(Dataset entries)
• • •

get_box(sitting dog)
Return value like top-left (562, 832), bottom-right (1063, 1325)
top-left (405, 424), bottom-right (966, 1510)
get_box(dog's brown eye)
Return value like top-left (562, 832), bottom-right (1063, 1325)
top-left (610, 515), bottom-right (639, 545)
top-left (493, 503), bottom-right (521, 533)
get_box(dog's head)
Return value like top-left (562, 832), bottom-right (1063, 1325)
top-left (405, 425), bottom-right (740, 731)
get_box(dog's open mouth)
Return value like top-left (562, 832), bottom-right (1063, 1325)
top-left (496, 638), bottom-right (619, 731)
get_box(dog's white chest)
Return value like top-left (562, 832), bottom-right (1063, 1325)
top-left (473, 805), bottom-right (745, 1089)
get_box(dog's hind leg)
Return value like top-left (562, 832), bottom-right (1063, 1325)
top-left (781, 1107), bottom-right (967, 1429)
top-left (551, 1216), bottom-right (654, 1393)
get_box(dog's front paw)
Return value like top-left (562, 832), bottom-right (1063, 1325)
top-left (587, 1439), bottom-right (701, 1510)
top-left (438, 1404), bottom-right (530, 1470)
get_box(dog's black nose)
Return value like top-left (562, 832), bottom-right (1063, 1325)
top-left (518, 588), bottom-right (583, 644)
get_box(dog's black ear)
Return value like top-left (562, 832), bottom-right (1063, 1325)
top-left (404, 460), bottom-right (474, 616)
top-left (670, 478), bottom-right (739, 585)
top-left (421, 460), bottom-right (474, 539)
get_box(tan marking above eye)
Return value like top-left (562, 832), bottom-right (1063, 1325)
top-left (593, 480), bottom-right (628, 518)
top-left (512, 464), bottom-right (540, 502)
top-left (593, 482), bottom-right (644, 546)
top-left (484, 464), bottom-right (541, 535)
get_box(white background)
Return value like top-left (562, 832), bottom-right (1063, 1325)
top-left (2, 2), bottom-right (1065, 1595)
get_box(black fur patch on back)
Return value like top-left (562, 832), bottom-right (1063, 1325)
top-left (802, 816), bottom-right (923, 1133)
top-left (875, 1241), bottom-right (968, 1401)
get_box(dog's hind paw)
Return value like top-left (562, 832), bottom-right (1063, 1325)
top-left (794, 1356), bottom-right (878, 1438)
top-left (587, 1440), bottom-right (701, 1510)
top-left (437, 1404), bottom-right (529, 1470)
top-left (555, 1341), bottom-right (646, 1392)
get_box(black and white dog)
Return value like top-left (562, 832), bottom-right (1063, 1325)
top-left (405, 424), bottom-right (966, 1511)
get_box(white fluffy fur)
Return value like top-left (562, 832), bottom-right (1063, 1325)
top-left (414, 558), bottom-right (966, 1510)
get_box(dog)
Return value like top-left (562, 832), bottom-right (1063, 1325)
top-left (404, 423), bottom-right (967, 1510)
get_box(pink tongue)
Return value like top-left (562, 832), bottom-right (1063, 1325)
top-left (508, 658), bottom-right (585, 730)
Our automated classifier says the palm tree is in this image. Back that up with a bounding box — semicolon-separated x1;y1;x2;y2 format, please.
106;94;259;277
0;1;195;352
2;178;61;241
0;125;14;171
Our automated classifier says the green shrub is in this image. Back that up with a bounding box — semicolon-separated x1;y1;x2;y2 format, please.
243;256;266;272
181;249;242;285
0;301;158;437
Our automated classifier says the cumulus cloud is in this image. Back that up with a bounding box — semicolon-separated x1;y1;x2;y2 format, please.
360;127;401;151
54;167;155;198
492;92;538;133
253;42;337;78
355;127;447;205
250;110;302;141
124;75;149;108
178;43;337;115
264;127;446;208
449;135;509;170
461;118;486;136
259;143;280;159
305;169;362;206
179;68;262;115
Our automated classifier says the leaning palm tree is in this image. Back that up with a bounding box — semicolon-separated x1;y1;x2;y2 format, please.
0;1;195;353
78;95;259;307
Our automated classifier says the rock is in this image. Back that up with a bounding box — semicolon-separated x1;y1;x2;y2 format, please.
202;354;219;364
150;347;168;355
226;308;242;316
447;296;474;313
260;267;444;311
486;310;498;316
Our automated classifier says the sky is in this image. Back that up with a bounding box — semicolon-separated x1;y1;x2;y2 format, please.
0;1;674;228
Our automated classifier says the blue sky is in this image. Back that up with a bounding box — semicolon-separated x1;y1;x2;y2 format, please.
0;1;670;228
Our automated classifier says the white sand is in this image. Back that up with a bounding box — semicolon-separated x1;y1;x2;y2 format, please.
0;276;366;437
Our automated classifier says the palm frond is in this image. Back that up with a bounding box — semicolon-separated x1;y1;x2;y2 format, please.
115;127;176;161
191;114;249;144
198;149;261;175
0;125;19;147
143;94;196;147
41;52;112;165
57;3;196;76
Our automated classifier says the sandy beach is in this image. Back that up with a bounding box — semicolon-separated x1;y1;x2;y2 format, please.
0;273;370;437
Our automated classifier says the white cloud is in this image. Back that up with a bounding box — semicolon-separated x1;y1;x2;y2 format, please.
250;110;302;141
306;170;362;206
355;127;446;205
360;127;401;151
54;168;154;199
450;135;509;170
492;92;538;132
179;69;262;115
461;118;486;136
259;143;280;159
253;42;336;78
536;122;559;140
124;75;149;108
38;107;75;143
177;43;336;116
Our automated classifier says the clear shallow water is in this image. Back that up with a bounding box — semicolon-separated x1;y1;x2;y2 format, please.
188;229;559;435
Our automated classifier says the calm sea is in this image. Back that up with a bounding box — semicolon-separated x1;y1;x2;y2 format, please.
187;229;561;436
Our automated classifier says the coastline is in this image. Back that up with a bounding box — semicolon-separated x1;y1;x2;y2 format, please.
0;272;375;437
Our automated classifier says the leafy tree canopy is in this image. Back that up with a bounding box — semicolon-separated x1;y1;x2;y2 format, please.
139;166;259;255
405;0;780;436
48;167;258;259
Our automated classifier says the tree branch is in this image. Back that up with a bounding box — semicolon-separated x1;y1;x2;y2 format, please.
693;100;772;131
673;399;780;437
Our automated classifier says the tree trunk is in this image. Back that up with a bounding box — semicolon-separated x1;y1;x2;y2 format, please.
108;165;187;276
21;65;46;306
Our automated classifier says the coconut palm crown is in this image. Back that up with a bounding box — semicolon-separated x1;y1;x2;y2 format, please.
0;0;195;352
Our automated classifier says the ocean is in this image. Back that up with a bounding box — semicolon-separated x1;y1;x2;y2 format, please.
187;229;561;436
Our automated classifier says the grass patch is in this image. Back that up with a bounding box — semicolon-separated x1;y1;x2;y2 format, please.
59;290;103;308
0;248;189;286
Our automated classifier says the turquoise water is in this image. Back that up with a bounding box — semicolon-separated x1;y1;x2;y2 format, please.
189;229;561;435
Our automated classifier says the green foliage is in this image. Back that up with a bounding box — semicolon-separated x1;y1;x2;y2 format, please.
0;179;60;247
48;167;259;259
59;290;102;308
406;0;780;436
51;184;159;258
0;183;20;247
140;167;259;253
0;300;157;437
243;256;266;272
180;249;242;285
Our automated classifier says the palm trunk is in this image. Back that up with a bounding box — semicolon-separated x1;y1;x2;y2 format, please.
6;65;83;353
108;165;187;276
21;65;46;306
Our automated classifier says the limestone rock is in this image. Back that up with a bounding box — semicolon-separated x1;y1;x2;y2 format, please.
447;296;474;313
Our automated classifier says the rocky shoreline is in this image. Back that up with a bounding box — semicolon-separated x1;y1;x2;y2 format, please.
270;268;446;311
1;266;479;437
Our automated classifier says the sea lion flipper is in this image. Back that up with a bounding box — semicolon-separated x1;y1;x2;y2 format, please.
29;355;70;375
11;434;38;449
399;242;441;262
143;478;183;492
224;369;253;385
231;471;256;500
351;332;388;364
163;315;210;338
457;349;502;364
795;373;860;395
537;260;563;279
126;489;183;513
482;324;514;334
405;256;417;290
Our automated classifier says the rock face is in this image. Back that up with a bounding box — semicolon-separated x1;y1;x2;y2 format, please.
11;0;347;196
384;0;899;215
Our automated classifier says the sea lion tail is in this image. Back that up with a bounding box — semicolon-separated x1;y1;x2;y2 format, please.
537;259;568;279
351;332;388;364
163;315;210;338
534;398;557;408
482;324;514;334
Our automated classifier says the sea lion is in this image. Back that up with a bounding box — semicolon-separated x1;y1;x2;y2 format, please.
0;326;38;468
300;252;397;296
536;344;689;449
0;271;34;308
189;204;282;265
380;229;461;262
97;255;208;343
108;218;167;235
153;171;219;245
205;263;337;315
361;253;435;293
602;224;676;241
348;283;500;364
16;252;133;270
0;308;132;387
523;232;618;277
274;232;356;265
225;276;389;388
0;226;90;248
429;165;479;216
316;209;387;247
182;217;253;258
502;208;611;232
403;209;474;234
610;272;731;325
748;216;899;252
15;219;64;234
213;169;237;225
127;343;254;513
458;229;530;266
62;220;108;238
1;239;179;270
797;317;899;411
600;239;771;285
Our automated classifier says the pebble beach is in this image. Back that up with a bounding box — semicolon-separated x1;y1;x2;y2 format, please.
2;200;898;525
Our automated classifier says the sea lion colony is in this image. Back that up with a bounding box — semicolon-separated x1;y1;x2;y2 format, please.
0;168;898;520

• • •

[What this task involves] Write out the records exactly, starting at the first line and stopping after the line that contains "get_box(dog's hind leg)".

[Expected output]
get_box(sitting dog)
Return value like top-left (562, 832), bottom-right (1063, 1325)
top-left (405, 424), bottom-right (966, 1510)
get_box(dog's brown eye)
Return value like top-left (562, 832), bottom-right (1063, 1325)
top-left (610, 515), bottom-right (639, 545)
top-left (493, 503), bottom-right (521, 533)
get_box(dog's head)
Return value like top-left (562, 832), bottom-right (1063, 1325)
top-left (405, 425), bottom-right (740, 731)
get_box(dog's open mouth)
Return value like top-left (562, 832), bottom-right (1063, 1325)
top-left (496, 638), bottom-right (619, 731)
get_box(dog's white chest)
Return value like top-left (562, 832), bottom-right (1063, 1325)
top-left (473, 805), bottom-right (745, 1089)
get_box(dog's hind leg)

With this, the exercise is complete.